• [What you are asked to do] How many lines of the records contain the string "audi"? Reply with the number only.

• [Dataset]

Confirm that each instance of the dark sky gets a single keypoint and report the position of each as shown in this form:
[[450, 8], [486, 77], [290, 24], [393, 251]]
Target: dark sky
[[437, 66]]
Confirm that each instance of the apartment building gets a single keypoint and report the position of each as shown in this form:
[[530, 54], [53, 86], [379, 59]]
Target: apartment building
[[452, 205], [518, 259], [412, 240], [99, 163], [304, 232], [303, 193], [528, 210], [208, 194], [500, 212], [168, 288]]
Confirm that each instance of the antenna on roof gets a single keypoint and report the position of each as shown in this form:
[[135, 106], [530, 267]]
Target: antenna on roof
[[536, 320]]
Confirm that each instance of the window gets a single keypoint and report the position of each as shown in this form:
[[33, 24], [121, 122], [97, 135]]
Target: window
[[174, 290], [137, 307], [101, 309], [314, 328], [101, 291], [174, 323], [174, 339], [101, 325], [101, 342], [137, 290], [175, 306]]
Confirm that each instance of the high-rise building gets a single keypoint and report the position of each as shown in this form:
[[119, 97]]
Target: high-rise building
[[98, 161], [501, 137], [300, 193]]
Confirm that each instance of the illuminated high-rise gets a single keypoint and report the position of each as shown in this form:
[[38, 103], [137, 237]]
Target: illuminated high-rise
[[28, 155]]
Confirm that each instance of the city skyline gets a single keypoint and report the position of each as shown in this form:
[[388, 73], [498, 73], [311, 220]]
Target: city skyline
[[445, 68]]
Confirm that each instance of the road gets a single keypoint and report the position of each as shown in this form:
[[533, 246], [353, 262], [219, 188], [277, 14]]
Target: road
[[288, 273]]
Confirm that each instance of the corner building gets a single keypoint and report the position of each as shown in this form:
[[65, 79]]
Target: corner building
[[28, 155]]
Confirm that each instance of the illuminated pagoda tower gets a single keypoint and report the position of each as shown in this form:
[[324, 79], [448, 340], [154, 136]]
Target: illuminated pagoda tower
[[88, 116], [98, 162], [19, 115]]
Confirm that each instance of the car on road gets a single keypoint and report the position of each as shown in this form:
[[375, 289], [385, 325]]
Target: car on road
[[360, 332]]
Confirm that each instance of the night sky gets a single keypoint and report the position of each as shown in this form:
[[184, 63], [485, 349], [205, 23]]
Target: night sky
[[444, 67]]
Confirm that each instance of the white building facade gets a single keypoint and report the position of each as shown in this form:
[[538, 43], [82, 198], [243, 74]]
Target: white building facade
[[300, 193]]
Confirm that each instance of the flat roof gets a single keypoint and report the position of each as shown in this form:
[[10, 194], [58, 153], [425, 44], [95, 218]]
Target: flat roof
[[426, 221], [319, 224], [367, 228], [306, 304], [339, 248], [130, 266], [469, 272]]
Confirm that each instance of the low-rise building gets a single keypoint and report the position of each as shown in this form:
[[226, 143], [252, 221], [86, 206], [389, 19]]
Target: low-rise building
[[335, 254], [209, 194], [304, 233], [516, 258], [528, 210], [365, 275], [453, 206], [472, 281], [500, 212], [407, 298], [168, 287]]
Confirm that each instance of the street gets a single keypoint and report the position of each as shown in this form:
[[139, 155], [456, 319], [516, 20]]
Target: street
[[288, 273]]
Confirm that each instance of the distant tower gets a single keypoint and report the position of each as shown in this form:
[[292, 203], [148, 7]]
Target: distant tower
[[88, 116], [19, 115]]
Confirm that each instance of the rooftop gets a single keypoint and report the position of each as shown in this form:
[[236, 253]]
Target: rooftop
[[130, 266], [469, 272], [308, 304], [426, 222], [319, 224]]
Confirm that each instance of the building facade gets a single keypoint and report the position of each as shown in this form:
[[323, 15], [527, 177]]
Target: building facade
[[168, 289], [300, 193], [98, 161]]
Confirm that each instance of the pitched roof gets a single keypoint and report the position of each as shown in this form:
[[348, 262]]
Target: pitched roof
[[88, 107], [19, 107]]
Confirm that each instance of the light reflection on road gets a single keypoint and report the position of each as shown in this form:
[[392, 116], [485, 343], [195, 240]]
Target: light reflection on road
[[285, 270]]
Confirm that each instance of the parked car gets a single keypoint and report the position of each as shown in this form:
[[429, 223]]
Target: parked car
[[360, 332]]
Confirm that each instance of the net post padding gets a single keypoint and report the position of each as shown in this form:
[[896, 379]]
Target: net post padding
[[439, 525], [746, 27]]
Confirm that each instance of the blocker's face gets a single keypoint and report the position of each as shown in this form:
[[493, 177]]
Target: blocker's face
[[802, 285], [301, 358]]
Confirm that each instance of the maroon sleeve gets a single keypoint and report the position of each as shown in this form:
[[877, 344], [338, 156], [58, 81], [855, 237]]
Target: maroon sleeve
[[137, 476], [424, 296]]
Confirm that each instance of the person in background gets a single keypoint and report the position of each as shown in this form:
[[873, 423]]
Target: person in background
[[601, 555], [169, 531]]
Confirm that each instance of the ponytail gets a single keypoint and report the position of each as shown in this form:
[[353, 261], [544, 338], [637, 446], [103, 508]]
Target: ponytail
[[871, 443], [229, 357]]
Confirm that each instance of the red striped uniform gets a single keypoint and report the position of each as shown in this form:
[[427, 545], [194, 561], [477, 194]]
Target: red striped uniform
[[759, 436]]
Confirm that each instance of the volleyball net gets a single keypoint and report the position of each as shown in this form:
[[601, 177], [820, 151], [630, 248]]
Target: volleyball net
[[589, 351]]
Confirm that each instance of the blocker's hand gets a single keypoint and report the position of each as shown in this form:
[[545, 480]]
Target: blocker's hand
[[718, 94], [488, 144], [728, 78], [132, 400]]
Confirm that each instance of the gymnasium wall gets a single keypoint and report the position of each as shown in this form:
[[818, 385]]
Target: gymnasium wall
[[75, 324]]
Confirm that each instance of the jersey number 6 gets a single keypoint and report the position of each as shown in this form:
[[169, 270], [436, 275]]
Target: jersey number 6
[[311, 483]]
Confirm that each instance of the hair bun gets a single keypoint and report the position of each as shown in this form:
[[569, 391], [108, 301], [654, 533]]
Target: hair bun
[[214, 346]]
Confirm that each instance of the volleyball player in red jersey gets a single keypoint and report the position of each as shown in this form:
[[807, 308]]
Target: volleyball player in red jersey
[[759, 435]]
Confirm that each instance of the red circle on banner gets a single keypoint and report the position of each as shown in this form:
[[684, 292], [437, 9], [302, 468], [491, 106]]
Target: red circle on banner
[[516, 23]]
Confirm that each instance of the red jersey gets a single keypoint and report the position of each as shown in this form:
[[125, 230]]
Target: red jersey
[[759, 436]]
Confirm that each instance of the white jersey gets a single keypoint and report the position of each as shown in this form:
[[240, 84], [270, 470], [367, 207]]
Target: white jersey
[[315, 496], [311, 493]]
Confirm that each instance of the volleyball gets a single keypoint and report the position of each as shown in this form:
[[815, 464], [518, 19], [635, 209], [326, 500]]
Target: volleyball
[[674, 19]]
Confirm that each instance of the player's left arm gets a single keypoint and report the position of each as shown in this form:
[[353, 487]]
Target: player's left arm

---

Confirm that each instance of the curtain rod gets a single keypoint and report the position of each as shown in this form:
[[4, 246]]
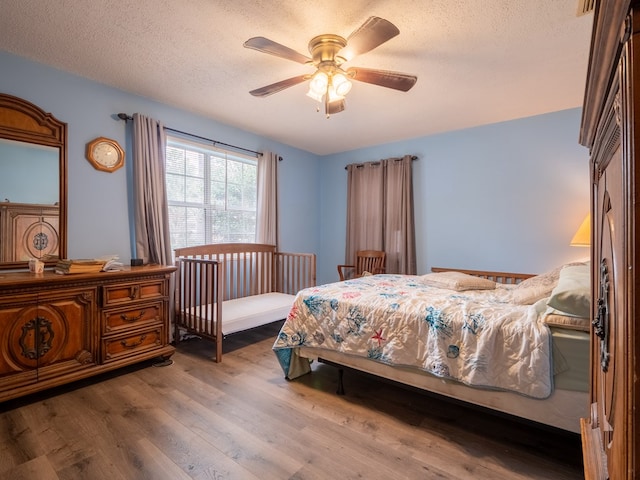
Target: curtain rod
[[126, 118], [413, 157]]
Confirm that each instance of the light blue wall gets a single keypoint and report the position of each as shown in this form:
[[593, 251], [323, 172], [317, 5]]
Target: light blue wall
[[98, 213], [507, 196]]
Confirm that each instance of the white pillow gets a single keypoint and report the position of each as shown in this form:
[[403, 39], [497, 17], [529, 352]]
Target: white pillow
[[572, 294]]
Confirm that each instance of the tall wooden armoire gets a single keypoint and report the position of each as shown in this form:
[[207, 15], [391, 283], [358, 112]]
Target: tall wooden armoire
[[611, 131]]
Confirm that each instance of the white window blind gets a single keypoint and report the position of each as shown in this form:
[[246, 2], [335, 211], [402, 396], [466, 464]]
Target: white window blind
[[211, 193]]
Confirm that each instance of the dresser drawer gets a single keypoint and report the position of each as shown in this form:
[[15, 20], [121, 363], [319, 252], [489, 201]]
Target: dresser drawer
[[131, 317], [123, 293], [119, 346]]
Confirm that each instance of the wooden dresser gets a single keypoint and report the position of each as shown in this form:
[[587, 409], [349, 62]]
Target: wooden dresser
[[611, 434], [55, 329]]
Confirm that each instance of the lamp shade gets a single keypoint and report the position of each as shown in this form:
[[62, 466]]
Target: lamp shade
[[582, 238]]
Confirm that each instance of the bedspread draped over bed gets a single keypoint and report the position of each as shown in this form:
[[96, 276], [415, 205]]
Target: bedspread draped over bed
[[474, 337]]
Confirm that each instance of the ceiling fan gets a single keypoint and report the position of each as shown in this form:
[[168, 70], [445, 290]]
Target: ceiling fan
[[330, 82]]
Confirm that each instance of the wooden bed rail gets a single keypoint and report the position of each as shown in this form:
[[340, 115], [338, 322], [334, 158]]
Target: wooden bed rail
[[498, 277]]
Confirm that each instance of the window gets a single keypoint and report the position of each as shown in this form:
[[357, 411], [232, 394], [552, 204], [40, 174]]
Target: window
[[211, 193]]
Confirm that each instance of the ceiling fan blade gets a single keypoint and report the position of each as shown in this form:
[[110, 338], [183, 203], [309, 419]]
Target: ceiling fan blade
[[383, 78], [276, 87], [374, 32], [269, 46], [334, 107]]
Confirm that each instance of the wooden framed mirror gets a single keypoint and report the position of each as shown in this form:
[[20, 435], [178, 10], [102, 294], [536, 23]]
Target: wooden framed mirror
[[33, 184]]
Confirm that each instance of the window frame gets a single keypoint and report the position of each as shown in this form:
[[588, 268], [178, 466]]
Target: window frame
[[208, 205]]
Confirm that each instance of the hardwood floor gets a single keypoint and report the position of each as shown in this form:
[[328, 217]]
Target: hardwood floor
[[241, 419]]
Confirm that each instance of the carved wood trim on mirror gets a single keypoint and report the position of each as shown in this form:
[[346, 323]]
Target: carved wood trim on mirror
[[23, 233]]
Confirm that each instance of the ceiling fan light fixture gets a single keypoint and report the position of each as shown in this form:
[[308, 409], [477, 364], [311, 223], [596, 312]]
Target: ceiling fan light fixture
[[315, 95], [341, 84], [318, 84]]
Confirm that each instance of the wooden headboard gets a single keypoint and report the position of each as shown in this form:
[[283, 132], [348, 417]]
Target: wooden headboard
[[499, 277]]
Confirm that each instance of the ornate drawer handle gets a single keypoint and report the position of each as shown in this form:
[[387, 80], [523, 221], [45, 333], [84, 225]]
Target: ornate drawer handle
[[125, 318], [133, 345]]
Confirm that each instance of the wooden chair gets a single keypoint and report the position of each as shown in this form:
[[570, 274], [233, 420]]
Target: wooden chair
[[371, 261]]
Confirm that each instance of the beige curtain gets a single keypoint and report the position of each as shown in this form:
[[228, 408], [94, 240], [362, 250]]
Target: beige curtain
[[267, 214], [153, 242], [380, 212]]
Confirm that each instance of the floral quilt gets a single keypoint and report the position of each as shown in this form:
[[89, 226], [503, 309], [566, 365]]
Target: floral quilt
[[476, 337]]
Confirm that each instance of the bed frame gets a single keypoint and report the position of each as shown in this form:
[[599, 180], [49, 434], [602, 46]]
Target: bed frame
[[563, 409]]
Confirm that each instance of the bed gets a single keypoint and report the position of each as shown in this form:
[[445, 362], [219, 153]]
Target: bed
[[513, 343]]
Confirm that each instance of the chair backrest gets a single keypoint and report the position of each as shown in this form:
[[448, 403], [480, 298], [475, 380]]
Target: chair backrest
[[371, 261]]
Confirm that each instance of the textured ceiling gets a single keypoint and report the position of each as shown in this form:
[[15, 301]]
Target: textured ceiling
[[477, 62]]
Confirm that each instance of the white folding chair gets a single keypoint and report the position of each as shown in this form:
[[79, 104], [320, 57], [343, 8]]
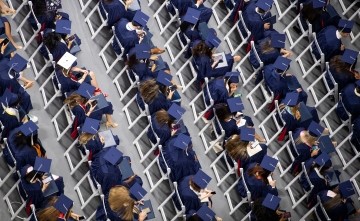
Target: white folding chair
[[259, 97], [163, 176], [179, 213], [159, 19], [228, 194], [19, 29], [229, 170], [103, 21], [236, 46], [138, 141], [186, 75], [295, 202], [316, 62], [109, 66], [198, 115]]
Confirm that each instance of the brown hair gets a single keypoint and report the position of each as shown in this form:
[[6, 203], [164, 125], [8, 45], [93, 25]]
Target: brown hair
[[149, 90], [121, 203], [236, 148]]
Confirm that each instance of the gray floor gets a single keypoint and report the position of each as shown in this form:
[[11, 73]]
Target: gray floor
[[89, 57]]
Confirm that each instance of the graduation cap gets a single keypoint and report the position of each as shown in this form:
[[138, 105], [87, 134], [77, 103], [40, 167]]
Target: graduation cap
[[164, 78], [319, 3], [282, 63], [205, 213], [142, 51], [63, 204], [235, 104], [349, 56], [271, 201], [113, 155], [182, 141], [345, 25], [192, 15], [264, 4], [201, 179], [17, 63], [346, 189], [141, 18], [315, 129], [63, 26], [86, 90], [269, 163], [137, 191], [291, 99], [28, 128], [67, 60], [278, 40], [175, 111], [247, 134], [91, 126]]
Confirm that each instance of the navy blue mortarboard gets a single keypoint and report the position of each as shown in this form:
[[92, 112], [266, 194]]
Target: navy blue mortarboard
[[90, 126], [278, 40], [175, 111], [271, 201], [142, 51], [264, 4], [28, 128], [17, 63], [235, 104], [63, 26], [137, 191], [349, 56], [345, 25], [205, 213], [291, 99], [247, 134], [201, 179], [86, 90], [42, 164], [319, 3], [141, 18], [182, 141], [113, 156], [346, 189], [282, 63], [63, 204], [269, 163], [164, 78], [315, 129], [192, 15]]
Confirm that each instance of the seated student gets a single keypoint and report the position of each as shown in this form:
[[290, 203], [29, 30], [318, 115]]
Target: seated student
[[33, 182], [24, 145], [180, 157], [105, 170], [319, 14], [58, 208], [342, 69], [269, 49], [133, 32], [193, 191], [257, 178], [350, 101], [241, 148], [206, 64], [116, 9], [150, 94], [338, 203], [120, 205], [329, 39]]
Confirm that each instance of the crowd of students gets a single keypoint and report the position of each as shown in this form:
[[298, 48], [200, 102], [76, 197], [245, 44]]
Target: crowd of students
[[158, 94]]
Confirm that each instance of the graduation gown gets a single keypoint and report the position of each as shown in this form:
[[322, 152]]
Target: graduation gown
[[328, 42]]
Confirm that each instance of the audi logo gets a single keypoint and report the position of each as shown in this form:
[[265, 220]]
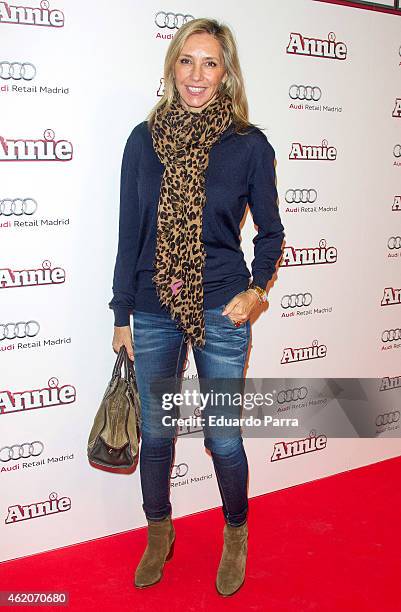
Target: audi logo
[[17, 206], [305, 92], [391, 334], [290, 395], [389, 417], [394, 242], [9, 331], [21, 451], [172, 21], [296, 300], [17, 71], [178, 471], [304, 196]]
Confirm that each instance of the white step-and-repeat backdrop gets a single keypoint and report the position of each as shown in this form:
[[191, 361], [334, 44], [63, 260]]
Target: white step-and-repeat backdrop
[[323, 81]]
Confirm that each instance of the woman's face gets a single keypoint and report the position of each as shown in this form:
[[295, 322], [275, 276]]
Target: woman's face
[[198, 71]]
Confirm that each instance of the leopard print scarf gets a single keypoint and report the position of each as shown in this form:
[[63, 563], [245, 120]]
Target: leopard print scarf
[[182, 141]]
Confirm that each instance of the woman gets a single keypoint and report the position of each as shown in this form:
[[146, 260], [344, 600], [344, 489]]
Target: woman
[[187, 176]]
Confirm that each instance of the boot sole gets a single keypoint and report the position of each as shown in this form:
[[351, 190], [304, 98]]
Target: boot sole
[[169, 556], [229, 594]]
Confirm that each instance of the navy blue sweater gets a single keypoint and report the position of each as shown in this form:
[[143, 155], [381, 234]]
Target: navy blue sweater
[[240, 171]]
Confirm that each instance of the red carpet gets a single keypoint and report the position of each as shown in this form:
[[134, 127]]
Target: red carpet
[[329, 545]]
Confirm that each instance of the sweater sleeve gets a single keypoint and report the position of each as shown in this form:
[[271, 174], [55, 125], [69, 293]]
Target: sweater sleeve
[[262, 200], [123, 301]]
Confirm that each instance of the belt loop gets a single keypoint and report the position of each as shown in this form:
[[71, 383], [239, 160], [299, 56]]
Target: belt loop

• [The answer] 2